══ Data
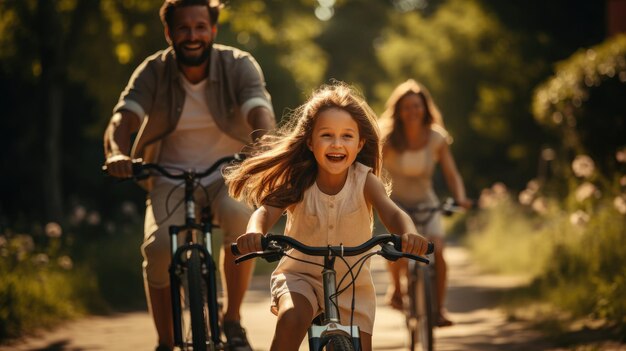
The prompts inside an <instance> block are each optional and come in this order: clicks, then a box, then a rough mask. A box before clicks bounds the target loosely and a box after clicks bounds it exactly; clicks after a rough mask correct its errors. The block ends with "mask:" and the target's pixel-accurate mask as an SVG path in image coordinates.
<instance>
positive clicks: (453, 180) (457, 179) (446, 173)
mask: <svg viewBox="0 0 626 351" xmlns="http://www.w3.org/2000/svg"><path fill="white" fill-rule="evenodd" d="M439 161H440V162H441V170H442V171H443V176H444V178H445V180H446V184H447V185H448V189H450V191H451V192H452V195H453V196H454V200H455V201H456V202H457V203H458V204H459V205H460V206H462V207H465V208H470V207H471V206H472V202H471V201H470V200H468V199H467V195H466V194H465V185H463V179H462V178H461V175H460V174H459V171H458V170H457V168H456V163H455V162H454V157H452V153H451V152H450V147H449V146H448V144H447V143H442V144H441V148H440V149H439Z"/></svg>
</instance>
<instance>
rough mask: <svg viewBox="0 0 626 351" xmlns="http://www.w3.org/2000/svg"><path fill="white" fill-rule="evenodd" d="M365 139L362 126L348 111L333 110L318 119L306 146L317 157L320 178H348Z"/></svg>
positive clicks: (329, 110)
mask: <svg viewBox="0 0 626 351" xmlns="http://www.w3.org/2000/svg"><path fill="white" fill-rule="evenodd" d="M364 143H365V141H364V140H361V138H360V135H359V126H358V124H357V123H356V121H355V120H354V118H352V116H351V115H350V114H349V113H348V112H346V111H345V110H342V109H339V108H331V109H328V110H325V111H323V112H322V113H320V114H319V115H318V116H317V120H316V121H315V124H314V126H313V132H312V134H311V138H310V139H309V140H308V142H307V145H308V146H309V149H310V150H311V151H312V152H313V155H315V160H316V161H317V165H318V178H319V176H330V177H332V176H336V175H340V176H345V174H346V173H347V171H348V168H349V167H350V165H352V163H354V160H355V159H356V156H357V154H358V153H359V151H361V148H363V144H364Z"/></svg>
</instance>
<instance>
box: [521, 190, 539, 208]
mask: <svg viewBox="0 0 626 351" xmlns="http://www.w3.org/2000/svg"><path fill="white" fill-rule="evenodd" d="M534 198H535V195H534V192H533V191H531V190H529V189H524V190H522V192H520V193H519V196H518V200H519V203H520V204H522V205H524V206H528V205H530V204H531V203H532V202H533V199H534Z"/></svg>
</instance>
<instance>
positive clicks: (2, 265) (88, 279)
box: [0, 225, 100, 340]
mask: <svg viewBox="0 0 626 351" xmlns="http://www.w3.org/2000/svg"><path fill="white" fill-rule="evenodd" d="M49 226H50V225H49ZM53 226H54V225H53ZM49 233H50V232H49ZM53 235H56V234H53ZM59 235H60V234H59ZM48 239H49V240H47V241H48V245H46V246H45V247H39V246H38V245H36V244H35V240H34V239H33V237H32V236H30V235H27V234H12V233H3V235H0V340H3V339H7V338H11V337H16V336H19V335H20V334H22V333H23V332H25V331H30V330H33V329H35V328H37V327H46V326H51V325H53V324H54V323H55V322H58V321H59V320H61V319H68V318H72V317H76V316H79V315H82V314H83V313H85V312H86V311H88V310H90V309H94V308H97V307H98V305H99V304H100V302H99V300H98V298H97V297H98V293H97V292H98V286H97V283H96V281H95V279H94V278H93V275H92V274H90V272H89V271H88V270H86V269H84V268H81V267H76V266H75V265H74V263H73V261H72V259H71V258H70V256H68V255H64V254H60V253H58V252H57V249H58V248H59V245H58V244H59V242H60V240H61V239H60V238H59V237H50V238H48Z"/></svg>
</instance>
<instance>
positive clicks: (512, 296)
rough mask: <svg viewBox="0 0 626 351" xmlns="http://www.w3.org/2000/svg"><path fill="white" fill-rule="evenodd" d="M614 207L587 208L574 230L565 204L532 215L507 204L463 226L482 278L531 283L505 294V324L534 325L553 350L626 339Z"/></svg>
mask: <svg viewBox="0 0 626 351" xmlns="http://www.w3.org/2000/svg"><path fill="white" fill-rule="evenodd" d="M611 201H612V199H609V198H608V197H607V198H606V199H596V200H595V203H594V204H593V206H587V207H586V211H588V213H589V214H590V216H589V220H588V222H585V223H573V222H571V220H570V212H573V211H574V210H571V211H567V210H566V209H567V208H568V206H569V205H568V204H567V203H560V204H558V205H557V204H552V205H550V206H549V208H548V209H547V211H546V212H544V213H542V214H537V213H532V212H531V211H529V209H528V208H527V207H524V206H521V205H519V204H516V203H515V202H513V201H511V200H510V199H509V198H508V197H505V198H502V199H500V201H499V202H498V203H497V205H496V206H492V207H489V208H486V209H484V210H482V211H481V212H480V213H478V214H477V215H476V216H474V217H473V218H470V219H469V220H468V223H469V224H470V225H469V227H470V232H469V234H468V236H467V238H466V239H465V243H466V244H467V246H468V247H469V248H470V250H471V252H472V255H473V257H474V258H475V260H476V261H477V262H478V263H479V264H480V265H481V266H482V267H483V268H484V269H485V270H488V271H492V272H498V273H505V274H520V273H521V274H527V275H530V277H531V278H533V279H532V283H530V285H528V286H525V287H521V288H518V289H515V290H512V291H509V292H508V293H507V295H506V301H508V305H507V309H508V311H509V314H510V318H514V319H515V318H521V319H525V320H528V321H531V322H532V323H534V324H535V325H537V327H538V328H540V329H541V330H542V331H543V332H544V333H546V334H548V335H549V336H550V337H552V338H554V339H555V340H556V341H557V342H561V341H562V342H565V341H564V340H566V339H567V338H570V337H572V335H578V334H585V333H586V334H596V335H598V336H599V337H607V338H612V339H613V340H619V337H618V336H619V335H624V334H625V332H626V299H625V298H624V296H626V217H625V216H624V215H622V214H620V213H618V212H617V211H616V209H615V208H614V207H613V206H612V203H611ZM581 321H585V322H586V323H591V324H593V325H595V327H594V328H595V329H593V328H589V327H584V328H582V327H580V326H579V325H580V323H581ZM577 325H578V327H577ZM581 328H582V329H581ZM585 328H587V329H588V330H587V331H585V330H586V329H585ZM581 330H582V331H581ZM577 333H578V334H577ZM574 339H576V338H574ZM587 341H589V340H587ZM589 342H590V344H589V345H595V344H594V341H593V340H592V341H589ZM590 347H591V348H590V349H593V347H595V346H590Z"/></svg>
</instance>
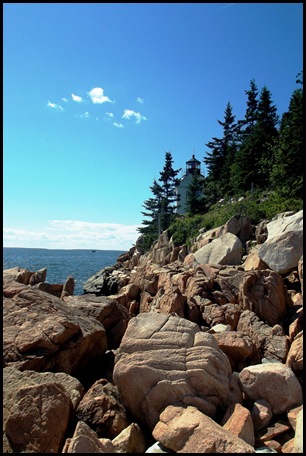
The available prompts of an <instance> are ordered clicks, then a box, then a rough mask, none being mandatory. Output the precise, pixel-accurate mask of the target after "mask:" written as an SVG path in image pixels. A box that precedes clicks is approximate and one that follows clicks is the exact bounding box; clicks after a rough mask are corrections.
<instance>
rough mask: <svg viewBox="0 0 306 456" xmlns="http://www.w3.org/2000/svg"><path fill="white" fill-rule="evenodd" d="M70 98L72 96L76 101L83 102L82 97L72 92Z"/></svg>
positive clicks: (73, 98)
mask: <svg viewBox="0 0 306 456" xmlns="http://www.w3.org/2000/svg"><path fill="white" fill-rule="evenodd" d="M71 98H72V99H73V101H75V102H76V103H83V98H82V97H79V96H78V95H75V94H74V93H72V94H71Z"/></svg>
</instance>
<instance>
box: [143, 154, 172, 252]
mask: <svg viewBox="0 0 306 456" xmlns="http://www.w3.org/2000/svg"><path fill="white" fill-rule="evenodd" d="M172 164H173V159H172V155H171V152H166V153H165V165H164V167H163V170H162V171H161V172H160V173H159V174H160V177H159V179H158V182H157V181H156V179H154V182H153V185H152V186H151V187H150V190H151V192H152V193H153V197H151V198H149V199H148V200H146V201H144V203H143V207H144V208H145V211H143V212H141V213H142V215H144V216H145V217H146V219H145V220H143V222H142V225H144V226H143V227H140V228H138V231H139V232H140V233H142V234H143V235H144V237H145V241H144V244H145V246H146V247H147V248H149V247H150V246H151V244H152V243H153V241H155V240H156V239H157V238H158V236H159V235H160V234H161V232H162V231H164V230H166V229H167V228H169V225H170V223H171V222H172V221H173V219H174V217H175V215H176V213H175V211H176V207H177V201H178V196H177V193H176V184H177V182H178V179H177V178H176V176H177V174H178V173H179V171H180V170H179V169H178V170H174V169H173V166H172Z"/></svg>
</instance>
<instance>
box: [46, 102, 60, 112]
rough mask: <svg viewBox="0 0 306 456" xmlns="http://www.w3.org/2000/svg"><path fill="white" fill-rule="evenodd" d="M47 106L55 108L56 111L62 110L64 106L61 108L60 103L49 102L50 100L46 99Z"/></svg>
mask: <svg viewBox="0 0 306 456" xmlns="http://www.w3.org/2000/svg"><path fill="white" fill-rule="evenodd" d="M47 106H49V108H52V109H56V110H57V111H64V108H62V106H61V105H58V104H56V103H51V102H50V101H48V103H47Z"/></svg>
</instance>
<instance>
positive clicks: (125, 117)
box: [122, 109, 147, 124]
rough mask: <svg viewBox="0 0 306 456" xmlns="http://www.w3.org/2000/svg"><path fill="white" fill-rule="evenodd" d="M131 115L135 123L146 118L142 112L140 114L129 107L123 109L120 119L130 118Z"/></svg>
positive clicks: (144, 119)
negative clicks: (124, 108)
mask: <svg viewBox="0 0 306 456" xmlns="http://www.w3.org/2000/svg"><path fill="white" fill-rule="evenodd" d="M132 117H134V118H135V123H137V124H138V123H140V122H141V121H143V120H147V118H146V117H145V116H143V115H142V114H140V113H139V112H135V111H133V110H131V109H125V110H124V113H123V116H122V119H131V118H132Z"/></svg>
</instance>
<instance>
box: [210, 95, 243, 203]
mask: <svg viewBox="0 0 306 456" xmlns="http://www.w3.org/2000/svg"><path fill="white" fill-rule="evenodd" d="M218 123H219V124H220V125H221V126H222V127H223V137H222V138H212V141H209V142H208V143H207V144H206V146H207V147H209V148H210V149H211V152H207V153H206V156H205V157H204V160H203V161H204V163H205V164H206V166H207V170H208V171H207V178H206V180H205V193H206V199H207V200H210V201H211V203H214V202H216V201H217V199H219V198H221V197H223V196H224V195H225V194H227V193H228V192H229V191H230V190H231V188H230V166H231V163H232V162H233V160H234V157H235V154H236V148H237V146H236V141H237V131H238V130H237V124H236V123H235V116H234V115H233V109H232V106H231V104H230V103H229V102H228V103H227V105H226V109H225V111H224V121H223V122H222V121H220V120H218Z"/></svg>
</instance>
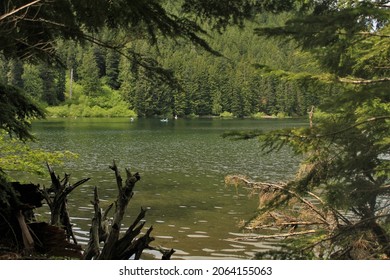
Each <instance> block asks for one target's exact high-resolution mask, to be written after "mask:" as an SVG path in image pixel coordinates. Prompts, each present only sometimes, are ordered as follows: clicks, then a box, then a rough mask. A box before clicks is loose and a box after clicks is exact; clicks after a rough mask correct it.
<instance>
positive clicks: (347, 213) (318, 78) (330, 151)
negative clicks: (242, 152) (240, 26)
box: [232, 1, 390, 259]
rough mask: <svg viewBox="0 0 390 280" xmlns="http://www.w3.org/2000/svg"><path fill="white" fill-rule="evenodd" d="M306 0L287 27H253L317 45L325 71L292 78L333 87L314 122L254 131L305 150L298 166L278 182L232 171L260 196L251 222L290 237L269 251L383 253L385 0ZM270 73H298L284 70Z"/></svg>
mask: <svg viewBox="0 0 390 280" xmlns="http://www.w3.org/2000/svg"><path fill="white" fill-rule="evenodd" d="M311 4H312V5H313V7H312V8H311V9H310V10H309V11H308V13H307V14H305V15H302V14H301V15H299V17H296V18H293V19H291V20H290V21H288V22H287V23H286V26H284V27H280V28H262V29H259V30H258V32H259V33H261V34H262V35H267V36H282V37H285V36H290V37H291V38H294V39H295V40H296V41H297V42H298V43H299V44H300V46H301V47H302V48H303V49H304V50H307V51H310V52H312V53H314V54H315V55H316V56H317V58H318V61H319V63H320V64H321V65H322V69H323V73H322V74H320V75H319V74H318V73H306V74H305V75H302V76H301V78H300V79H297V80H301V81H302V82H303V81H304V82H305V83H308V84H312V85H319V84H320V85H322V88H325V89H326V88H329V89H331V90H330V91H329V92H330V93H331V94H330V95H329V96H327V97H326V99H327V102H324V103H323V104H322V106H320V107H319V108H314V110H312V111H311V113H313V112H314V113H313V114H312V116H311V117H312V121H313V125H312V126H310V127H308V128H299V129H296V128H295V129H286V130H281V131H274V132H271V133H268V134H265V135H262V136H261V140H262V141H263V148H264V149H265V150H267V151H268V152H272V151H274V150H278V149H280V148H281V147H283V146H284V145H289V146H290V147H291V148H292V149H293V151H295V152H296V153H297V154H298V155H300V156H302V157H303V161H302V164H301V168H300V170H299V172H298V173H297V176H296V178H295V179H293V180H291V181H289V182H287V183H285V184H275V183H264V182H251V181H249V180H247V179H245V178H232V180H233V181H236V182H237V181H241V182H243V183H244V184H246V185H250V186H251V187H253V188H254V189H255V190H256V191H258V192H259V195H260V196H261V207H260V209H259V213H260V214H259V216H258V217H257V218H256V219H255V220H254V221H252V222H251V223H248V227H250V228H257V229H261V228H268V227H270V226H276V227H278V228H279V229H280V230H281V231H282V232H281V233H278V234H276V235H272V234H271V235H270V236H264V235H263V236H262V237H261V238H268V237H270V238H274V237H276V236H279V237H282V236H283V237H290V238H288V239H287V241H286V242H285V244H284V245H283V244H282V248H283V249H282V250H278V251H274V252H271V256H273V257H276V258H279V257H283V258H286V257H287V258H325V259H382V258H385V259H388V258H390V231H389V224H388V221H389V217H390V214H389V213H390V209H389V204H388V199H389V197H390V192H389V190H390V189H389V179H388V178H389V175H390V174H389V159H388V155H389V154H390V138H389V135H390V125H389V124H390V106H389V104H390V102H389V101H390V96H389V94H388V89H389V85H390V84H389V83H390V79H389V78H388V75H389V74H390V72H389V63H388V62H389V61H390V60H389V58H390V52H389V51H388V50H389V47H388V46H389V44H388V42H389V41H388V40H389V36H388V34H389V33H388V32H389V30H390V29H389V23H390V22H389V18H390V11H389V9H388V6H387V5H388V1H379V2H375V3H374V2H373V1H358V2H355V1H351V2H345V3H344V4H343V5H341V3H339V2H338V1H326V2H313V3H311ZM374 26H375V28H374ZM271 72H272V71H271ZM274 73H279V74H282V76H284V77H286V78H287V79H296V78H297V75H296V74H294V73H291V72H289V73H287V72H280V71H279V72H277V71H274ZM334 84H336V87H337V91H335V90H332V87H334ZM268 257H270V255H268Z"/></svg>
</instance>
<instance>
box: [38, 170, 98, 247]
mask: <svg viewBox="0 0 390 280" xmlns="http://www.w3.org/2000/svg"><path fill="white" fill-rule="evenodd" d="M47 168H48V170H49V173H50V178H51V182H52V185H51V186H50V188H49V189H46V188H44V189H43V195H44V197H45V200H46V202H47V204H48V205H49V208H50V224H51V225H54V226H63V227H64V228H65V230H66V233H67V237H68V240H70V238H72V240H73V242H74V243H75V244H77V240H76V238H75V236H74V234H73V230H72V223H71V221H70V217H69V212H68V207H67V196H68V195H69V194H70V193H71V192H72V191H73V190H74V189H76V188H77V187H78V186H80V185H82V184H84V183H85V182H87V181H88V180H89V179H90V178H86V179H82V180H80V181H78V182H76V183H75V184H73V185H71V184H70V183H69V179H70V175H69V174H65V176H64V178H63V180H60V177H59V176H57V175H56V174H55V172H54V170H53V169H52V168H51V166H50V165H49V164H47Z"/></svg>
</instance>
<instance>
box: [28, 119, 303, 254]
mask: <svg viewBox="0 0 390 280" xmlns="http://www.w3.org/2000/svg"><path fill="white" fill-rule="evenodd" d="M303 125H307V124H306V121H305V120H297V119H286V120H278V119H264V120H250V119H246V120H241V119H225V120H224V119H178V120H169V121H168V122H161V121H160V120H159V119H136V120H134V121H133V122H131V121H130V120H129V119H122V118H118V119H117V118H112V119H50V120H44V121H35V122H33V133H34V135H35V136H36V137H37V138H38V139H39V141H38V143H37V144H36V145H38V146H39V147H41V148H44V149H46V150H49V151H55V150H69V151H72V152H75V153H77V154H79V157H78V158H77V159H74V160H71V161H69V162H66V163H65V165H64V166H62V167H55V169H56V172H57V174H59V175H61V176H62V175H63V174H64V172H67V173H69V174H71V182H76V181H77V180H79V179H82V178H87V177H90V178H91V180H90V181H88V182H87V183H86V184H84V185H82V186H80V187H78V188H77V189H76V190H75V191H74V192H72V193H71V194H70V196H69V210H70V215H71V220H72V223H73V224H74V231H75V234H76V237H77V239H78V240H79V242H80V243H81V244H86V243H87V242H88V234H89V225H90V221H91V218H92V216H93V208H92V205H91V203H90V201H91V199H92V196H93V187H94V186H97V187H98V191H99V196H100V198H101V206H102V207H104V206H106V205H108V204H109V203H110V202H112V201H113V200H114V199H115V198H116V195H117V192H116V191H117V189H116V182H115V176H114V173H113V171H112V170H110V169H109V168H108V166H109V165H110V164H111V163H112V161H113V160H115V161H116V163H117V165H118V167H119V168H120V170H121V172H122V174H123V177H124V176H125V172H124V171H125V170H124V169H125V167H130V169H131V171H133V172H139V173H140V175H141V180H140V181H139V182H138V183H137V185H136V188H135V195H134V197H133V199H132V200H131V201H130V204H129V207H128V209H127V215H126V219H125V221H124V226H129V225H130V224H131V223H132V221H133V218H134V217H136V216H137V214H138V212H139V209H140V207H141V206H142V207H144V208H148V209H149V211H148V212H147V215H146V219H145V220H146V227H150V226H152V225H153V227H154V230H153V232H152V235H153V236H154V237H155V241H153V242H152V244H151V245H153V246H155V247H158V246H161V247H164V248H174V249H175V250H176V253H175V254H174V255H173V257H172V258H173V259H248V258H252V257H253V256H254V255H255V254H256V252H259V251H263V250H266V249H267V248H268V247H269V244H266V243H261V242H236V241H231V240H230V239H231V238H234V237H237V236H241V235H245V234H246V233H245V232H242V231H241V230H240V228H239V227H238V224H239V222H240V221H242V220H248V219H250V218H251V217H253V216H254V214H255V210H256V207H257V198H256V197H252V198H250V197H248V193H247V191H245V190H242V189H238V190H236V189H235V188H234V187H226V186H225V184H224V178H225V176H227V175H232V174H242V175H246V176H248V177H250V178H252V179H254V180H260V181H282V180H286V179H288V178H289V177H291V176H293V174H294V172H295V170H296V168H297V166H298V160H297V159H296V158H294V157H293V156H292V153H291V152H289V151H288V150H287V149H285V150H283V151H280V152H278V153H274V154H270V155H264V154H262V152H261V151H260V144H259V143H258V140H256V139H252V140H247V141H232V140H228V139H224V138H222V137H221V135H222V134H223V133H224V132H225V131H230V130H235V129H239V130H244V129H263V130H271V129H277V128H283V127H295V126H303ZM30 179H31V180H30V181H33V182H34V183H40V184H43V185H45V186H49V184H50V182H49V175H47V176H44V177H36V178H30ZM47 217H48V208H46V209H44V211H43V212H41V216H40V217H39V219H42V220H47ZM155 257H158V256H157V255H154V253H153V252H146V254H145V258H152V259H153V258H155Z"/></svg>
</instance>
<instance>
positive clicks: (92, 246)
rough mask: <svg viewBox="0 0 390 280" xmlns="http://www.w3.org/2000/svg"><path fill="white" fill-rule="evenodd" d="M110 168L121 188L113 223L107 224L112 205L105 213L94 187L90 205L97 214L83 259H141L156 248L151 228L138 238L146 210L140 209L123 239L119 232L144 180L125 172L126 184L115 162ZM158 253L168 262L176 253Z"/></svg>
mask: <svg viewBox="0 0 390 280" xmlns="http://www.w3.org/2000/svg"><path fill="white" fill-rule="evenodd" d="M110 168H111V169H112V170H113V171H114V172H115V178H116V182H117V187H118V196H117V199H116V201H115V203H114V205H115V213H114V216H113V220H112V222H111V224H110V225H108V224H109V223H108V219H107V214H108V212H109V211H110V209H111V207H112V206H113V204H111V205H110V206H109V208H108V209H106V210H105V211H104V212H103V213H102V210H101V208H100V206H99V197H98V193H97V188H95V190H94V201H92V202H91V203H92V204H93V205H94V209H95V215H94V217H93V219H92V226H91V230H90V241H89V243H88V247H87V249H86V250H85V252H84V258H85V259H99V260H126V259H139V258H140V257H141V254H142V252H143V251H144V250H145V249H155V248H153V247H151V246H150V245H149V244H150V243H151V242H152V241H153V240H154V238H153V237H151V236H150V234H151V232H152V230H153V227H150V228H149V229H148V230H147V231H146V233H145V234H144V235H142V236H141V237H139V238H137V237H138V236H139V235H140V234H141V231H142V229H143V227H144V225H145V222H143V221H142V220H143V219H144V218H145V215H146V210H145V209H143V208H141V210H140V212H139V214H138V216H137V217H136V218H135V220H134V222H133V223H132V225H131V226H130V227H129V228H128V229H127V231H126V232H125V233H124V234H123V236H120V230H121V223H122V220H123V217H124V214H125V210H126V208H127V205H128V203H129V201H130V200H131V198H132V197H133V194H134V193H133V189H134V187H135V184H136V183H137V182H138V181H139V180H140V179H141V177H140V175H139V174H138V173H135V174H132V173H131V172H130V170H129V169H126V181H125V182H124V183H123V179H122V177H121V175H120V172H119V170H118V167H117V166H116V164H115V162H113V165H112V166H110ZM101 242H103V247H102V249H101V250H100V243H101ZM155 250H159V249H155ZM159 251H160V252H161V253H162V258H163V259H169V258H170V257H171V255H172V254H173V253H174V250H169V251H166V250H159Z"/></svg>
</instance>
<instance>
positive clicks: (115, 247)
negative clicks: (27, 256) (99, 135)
════
▶ [Exercise aim] Pick out every line of the material that contains the string "after", and copy each one in full.

▶ [Answer for this exercise]
The prompts inside an <instance> block are each optional and come in this order: clicks, then a box, then a rough mask. A box before clicks bounds the target loosely and a box after clicks bounds it exactly; clicks after a rough mask correct its errors. The block ends with "mask:" and the target's pixel-accurate mask as an SVG path in image coordinates.
The available prompts of an <instance> are ordered clicks, then a box, then a rough mask, none being mandatory. Output the precise, pixel-accurate mask of the target after "mask:" written as an SVG path in image pixels. A box that precedes clicks is approximate and one that follows clicks is the exact bounding box; clicks after a rough mask are corrections.
Each <instance> block asks for one target's exact high-resolution mask, to be written after "mask:" as an SVG path in image pixel coordinates. Prompts, each present only sometimes, are ordered as follows: clicks, then a box, then a rough mask. A box before clicks is loose and a box after clicks is exact; clicks after a rough mask correct it.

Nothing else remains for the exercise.